** Problem statement **
Every line of the entries below that mentions "target" is to be copied out.

** Exercise materials **
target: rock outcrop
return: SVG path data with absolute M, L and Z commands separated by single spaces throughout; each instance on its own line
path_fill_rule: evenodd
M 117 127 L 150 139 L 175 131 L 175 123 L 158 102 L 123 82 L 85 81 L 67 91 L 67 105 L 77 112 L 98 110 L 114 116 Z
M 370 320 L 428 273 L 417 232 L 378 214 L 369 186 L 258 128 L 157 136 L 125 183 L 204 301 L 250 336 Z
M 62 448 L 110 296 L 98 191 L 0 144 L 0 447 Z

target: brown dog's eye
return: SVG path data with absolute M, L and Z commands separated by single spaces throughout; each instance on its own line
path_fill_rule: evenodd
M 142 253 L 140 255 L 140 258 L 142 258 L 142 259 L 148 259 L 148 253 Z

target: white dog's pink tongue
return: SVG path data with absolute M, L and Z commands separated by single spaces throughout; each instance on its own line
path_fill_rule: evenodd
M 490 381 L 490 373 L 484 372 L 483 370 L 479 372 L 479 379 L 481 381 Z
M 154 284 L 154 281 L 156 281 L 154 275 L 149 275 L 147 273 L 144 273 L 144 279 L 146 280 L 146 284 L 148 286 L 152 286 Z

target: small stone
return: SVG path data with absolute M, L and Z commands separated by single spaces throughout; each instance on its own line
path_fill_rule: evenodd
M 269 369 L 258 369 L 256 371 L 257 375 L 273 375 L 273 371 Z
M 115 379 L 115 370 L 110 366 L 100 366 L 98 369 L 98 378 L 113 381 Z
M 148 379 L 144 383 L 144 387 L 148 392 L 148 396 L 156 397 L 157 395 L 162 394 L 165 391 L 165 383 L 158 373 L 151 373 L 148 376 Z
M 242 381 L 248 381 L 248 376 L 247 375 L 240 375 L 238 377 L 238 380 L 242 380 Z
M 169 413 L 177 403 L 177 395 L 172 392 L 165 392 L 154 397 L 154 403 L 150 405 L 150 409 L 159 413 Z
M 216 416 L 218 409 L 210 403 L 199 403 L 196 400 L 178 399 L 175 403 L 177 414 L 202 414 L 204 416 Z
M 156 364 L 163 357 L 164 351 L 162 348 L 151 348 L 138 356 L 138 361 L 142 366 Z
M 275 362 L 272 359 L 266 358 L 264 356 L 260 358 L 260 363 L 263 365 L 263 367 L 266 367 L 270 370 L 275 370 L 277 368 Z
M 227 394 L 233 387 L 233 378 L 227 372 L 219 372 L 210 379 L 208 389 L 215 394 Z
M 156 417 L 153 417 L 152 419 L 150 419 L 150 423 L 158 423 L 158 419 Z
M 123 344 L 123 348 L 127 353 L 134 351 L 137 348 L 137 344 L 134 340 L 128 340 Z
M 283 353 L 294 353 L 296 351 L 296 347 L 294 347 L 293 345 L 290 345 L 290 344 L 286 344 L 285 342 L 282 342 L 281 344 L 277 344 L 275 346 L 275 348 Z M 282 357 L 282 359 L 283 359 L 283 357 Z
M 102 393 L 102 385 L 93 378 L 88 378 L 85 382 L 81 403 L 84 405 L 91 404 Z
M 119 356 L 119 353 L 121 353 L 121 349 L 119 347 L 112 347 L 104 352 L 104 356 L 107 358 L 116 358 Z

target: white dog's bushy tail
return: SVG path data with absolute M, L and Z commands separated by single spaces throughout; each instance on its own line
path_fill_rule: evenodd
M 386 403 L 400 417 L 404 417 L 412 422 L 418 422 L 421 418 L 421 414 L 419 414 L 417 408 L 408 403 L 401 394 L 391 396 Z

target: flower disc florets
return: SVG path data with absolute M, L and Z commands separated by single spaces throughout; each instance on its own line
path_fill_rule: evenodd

** Response area **
target: rock outcrop
target: brown dog's eye
target: white dog's pink tongue
target: small stone
target: white dog's bushy tail
target: flower disc florets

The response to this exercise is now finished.